Information provided =
============================================================

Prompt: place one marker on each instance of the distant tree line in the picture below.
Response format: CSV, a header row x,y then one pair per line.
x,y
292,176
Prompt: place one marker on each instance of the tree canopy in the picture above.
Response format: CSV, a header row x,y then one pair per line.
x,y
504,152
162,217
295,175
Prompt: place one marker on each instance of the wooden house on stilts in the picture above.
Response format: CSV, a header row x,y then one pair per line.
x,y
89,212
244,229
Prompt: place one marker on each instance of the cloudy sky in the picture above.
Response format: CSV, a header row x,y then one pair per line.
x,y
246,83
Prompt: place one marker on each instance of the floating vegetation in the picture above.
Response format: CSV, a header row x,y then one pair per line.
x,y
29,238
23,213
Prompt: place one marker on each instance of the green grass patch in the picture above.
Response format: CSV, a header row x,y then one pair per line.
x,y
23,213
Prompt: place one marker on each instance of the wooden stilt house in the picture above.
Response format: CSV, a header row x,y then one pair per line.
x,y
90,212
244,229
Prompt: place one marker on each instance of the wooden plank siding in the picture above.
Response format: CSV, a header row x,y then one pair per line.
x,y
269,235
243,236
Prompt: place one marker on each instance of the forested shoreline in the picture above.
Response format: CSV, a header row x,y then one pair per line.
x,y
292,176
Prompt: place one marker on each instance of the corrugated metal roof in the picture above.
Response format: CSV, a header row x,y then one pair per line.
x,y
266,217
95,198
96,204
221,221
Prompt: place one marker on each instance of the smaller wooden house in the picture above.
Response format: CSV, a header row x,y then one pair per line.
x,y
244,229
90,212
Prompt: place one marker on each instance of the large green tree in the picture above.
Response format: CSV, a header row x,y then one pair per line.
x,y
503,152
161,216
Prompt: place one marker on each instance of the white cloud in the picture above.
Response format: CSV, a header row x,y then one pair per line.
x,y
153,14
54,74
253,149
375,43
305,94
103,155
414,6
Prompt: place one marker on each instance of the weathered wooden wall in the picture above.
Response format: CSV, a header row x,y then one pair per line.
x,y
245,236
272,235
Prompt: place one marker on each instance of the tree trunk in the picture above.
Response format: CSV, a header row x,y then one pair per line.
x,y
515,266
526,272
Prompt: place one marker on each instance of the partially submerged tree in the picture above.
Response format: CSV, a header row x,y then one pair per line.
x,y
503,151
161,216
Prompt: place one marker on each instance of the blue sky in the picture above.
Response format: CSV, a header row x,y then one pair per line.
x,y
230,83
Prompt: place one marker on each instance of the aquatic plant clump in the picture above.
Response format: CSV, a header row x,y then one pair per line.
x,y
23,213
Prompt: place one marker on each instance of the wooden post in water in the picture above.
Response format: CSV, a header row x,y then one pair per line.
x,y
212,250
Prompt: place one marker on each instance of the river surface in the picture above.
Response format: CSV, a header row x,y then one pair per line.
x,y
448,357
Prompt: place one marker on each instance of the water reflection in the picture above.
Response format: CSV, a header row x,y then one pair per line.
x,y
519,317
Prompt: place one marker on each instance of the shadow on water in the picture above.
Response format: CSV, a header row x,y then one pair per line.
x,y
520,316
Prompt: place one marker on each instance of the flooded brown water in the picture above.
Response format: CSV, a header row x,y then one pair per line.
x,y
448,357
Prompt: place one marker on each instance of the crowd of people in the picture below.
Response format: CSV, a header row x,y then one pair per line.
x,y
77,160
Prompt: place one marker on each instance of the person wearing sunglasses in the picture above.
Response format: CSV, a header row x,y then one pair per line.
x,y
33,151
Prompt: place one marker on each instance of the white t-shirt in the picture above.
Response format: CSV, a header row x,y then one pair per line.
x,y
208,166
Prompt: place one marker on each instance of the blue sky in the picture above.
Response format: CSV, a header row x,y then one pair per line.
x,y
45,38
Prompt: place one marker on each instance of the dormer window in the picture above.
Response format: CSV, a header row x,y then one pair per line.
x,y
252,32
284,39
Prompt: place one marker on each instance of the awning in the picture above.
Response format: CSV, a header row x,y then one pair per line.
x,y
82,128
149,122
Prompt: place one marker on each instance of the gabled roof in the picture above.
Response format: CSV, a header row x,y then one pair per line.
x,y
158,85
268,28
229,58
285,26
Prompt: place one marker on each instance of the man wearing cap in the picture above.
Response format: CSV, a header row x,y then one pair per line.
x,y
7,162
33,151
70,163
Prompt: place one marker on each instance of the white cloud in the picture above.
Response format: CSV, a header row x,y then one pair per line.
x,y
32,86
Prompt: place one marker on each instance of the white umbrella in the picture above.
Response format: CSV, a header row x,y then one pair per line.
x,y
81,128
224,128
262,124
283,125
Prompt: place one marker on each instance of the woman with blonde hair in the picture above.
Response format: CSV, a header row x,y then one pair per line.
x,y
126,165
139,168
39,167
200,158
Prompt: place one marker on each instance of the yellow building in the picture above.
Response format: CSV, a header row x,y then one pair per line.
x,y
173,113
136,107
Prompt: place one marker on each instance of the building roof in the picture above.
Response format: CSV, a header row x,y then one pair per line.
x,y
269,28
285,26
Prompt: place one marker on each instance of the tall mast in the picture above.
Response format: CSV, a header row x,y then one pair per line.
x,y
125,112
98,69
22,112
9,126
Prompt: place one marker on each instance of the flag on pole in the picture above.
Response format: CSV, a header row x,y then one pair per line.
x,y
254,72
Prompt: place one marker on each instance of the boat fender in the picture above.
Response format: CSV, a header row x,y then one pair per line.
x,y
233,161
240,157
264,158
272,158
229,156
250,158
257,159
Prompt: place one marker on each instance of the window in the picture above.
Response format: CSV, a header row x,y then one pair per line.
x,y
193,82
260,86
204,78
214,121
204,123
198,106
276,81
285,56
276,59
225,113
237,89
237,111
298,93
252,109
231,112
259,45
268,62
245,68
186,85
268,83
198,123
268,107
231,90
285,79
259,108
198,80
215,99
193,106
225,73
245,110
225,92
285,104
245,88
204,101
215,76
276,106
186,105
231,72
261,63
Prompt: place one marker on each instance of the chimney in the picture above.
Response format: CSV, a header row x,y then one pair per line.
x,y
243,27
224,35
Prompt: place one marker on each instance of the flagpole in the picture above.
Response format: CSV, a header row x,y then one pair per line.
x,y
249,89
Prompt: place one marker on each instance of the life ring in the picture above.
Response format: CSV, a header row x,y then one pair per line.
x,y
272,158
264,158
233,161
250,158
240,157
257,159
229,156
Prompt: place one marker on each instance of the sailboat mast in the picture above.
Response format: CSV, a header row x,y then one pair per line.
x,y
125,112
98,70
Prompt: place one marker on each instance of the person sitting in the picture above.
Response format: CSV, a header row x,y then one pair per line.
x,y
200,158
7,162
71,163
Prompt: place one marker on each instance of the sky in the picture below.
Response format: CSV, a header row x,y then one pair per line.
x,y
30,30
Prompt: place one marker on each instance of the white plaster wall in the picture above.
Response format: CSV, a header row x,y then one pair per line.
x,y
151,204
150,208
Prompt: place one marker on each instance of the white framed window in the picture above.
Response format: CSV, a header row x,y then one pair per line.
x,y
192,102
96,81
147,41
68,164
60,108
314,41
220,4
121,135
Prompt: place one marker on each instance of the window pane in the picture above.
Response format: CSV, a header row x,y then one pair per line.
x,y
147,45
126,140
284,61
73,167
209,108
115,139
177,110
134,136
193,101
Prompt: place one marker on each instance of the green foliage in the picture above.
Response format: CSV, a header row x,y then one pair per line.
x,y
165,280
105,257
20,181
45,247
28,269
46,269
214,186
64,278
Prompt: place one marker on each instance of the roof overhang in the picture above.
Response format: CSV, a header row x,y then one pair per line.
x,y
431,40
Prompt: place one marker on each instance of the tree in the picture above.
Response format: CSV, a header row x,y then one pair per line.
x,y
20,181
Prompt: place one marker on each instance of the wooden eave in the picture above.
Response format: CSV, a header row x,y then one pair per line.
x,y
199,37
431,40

============================================================

Task details = Copy out all the items above, switching each "marker" to "dot" and keeping everything else the same.

Task output =
Prompt: place one dot on each instance of the distant tree line in the picture below.
Response format: CSV, a header row x,y then one pair per line.
x,y
292,176
Prompt: place one dot on each instance of the tree canopy in the picture above.
Response format: CSV, a header row x,y then one pair per line.
x,y
504,152
162,217
295,175
Prompt: place one dot on each instance of the wooden house on stilts in the picture above.
Response format: CSV, a header row x,y then one pair per line.
x,y
89,212
244,229
Prompt: place one dot on each instance of the cloudy sky in the picture above.
Response format: CSV, a header row x,y then one pair per line.
x,y
246,83
Prompt: place one dot on each instance of the floating vegetation in the picture above.
Response format: CSV, a header row x,y then one pair per line.
x,y
29,238
23,213
Prompt: place one dot on each instance of the green grass patch in the picture above.
Response format: CSV, a header row x,y then one pair per line.
x,y
23,213
Prompt: place one dot on each instance of the wooden stilt house in the picture above.
Response format: CSV, a header row x,y then one pair per line.
x,y
90,212
244,229
Prompt: place one dot on each instance of the wooden plank siding in the picture above.
Response format: CSV, a header row x,y then one pair per line.
x,y
269,235
243,236
Prompt: place one dot on each instance of the forested shoreline in the picture above.
Response format: CSV, a header row x,y then one pair per line.
x,y
292,176
Prompt: place one dot on each instance of the corrugated metal roof in the picture above.
Response format: CSV, a header row x,y then one pair per line.
x,y
266,217
95,198
96,204
221,221
Prompt: place one dot on each instance of the smaller wooden house in the picture above.
Response format: CSV, a header row x,y then one pair per line.
x,y
244,229
90,212
Prompt: place one dot on each instance of the large green tree in the picture above.
Response format: CSV, a header row x,y then one pair per line.
x,y
503,152
161,216
Prompt: place one dot on each instance of the white cloud in the picture above.
Response format: CSV, a header row x,y then one pair per line.
x,y
153,14
54,74
253,149
375,43
305,94
103,155
414,6
Prompt: place one dot on each instance of the weathered wooden wall in the picture above.
Response format: CSV, a header row x,y then one pair per line.
x,y
245,236
272,235
Prompt: place one dot on each instance of the tree trunk in the picture above.
Response format: CSV, a header row x,y then one pair per line.
x,y
515,266
526,272
Prompt: place one dot on each instance of the partially submerged tree in the picture above.
Response format: CSV, a header row x,y then one pair per line.
x,y
503,151
161,216
Prompt: place one dot on each instance of the blue sky in the picture above.
Response format: CSV, a header row x,y then one pair per line.
x,y
230,83
Prompt: place one dot on each instance of the aquatic plant clump in the picture above.
Response format: CSV, a header row x,y then one pair per line.
x,y
23,213
Prompt: place one dot on each instance of the wooden post in water in the picture above.
Response format: CSV, a header row x,y then one pair per line.
x,y
212,250
Prompt: place one dot on each instance of the river surface in the picture above.
Response format: CSV, a header row x,y then one pair per line.
x,y
448,357
Prompt: place one dot on each instance of the water reflection in the picture above.
Response format: CSV, a header row x,y then one pair per line.
x,y
519,317
Prompt: place one dot on each instance of the shadow on water in the picture above.
Response format: CSV, a header row x,y then one pair per line.
x,y
520,316
Prompt: place one dot on each instance of the flooded brown water in the picture above.
Response format: CSV, a header row x,y then one pair per line.
x,y
448,357
Prompt: place one dot on each instance of the crowd of people in the picture below.
Response format: CSV, a header row x,y then one pair per line.
x,y
77,160
Prompt: place one dot on each instance of the person wearing sunglasses in the picture above.
Response format: CSV, a header row x,y then one pair per line.
x,y
33,151
Prompt: place one dot on each instance of the white t-shirt in the picture above.
Response format: CSV, a header row x,y then one pair per line.
x,y
208,166
Prompt: place one dot on each instance of the blue sky in the picture above.
Response format: CSV, a header row x,y then one pair per line.
x,y
45,38
Prompt: place one dot on each instance of the dormer window in the picture above.
Response format: CSV, a header row x,y then one pair per line.
x,y
252,32
284,39
Prompt: place one dot on each instance of the awning in the picture above.
Response format: CSV, a header row x,y then one pair per line.
x,y
82,128
149,122
Prompt: place one dot on each instance of the gabled roof in the picture above.
Response format: CSV, a header row x,y then one pair per line.
x,y
158,85
268,28
229,58
285,26
Prompt: place one dot on each instance of the man wearing cap in the picture above.
Response format: CSV, a header row x,y then one pair per line.
x,y
7,162
33,151
70,163
Prompt: place one dot on each instance of the white cloud in the picture above.
Response format: CSV, a header row x,y then one pair per line.
x,y
32,86
Prompt: place one dot on each instance of the white umbrella in the picture above.
Response format: CSV, a header row x,y then one pair per line.
x,y
81,128
224,128
262,124
283,125
Prompt: place one dot on each instance of the woman with blonde hair in the picture above.
Response format: CSV, a header row x,y then one pair per line.
x,y
126,165
139,168
39,167
200,158
Prompt: place one dot on each instance of the yellow building in the picture above.
Response format: CSV, a header row x,y then one pair per line.
x,y
173,113
136,107
Prompt: place one dot on each instance of the building roof in the picture above.
Response format: CSV, a header row x,y then one pair per line.
x,y
269,28
285,26
Prompt: place one dot on each instance of the tall mast in the picture above.
Response format: CSV, a header row x,y then one pair per line.
x,y
125,112
98,69
22,112
9,126
Prompt: place one dot on each instance of the flag on pole in the picture above.
Response format: CSV, a header row x,y then one pair per line.
x,y
254,72
Prompt: place one dot on each instance of the boat fender in the picture above.
Response format: CSV, a header row x,y then one pair per line.
x,y
233,161
240,157
264,158
272,158
229,156
250,158
257,159
Prompt: place one dot on each instance of the window in the picture above.
Response format: CSV, a header row x,y then one pair per line.
x,y
193,82
260,86
204,78
214,121
204,123
198,106
276,81
285,56
276,59
225,113
237,89
237,111
298,93
252,109
231,112
259,45
268,62
245,68
186,85
268,83
198,123
268,107
231,90
285,79
259,108
198,80
215,99
193,106
225,73
245,110
225,92
285,104
245,88
204,101
215,76
276,106
186,105
231,72
261,63
Prompt: place one dot on each instance of the chimney in the picture above.
Response format: CSV, a header row x,y then one pair per line.
x,y
243,27
224,35
Prompt: place one dot on each instance of the flagpole in the picture above.
Response format: CSV, a header row x,y then one pair per line.
x,y
249,89
Prompt: place one dot on each instance of the life ring in the picture above.
Response format: CSV, a header row x,y then one pair per line.
x,y
272,158
264,158
233,161
250,158
240,157
257,159
229,156
Prompt: place one dot on each instance of the sailboat mast in the picture above.
Response format: CSV, a header row x,y then one pair per line.
x,y
125,112
98,70
Prompt: place one dot on each instance of the person sitting in the picture above.
Response format: CSV, a header row x,y then one pair per line.
x,y
200,158
7,162
71,163
Prompt: place one dot on each instance of the sky in the picture below.
Response format: CSV, a header row x,y then one pair per line.
x,y
30,30
Prompt: place one dot on each instance of the white plaster wall in the picture above.
Response format: CSV, a header row x,y then one pair per line.
x,y
151,204
150,208
Prompt: place one dot on each instance of the white framed window in the picture above.
Response format: CSV, a header row x,y then one pair per line.
x,y
192,102
96,81
147,41
68,164
60,108
314,41
220,4
121,135
Prompt: place one dot on each instance of the window pane in the picture above.
Response format: CSV, a header row x,y then one pair per line.
x,y
147,45
126,140
284,61
73,167
209,108
115,139
177,110
134,136
193,101
Prompt: place one dot on each instance of the green foliage in the picture above.
Response format: CSV, a header row x,y then one pair per line.
x,y
165,280
105,257
20,181
45,247
28,269
46,269
214,186
64,278
Prompt: place one dot on each instance of the roof overhang in the picture above.
Response format: CSV, a header row x,y then one pair per line.
x,y
431,40
Prompt: place one dot on each instance of the tree in the picture above.
Response format: CSV, a header row x,y then one pair per line.
x,y
20,181
Prompt: place one dot on each instance of the wooden eave in the picture above.
Response format: CSV, a header row x,y then one pair per line.
x,y
199,37
431,40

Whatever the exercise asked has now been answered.